* **Description of the task**
Collect every line from the items that contains the word "robe", and copy each one out.

Stored items from a collection:
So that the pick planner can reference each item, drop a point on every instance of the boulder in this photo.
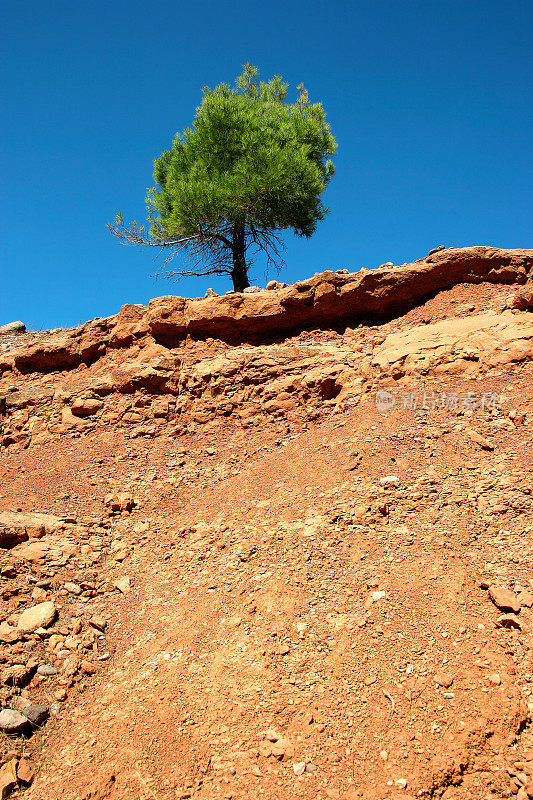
(39, 616)
(12, 721)
(85, 407)
(17, 527)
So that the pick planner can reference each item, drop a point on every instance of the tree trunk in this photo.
(239, 273)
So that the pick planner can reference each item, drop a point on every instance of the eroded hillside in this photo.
(276, 544)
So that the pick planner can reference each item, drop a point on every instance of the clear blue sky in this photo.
(430, 102)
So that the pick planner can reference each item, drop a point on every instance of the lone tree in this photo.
(250, 166)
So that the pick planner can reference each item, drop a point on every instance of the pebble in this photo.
(16, 674)
(122, 584)
(46, 670)
(504, 598)
(36, 713)
(12, 721)
(508, 621)
(444, 679)
(389, 480)
(72, 588)
(39, 616)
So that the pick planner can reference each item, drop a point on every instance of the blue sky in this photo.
(430, 102)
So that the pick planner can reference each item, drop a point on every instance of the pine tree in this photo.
(251, 166)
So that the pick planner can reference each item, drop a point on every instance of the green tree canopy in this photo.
(251, 166)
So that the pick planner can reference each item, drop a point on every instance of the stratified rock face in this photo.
(275, 367)
(324, 300)
(272, 533)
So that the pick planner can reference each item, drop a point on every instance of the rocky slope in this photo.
(274, 544)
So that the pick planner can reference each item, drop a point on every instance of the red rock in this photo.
(504, 598)
(26, 771)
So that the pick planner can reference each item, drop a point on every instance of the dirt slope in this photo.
(281, 564)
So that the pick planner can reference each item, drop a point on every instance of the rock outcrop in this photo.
(328, 299)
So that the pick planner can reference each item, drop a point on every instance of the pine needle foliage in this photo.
(251, 166)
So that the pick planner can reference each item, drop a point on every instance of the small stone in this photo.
(12, 721)
(525, 599)
(46, 670)
(478, 439)
(15, 675)
(389, 480)
(122, 584)
(72, 588)
(119, 501)
(444, 679)
(9, 634)
(38, 595)
(282, 749)
(86, 407)
(26, 771)
(40, 616)
(98, 622)
(504, 598)
(508, 621)
(8, 778)
(36, 713)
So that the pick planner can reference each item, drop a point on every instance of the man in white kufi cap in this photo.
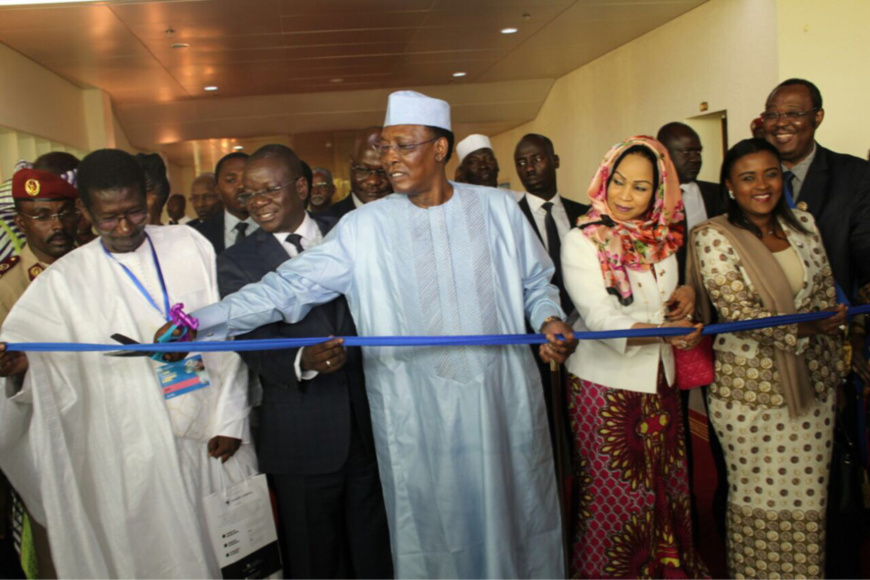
(461, 432)
(477, 162)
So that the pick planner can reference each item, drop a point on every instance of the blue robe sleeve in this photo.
(541, 298)
(316, 276)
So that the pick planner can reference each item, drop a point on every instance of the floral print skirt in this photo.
(633, 516)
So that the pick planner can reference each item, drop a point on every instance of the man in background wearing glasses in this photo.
(368, 180)
(114, 454)
(460, 432)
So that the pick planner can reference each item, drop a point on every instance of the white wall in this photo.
(724, 52)
(826, 42)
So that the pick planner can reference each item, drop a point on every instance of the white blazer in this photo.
(611, 362)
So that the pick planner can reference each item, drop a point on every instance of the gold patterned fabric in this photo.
(778, 465)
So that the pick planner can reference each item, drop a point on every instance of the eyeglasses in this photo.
(203, 197)
(792, 116)
(63, 216)
(366, 173)
(134, 217)
(401, 149)
(270, 194)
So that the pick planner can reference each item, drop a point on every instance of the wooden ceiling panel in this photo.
(352, 21)
(80, 18)
(306, 7)
(249, 16)
(274, 60)
(333, 37)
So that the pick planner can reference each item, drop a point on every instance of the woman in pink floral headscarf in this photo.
(620, 270)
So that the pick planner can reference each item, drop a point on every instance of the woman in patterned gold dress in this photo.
(772, 401)
(620, 269)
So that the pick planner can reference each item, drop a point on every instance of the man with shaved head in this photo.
(322, 190)
(551, 217)
(231, 224)
(703, 200)
(368, 180)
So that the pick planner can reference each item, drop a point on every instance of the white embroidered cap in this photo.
(471, 144)
(413, 108)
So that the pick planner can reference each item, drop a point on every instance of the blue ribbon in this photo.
(466, 340)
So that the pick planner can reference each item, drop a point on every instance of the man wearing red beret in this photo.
(45, 206)
(46, 213)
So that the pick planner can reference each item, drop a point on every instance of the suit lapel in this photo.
(527, 210)
(814, 190)
(270, 250)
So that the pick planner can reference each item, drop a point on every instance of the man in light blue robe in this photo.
(461, 432)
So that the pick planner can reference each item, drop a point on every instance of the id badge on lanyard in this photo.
(182, 377)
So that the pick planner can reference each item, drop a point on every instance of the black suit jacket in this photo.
(305, 427)
(574, 210)
(213, 230)
(715, 203)
(339, 209)
(837, 192)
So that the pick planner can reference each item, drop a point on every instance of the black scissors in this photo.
(127, 353)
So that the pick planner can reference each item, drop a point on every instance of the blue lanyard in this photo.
(139, 285)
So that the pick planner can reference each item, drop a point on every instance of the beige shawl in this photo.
(772, 287)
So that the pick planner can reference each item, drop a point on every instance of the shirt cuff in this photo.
(213, 323)
(16, 392)
(300, 374)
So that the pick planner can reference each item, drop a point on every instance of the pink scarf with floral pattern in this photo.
(635, 244)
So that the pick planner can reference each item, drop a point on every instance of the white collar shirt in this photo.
(560, 215)
(309, 231)
(230, 222)
(696, 211)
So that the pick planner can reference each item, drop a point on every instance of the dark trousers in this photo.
(334, 525)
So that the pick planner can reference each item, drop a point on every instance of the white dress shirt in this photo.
(230, 232)
(311, 236)
(696, 211)
(560, 215)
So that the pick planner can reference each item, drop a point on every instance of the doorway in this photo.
(712, 128)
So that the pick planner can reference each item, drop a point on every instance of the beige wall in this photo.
(36, 101)
(825, 42)
(723, 52)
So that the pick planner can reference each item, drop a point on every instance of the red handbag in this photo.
(695, 366)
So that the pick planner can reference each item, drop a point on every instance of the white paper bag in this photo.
(242, 529)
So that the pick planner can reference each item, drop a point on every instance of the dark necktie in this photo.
(240, 231)
(296, 240)
(554, 247)
(788, 188)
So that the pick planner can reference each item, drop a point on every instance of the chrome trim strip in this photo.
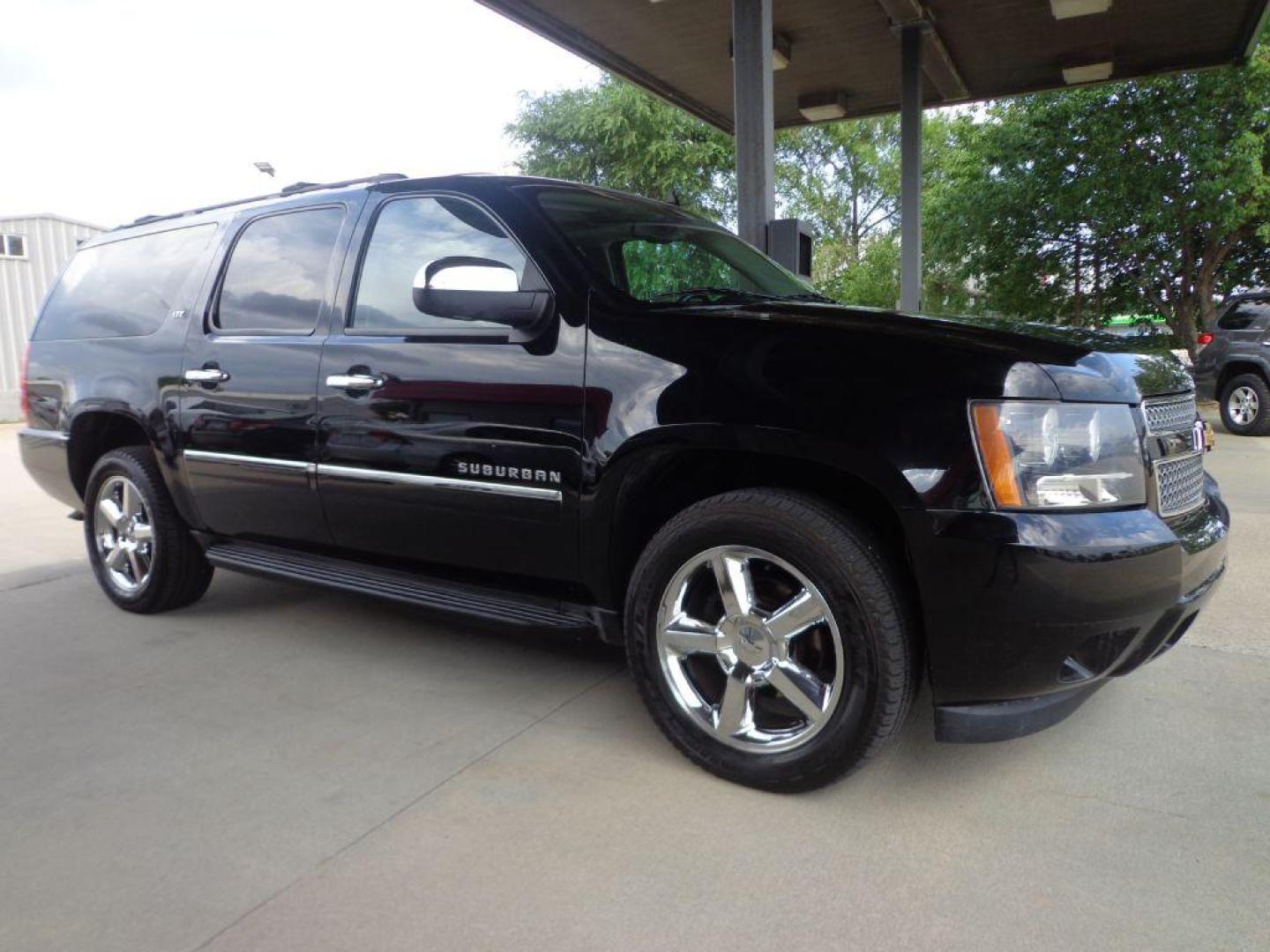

* **The completed task**
So that the pick planner can reference each item, drop a point on every instance of the blue robe sleeve in this photo.
So that the pick planner can reference each item, drop a point on every instance of the man in light blue robe in this photo.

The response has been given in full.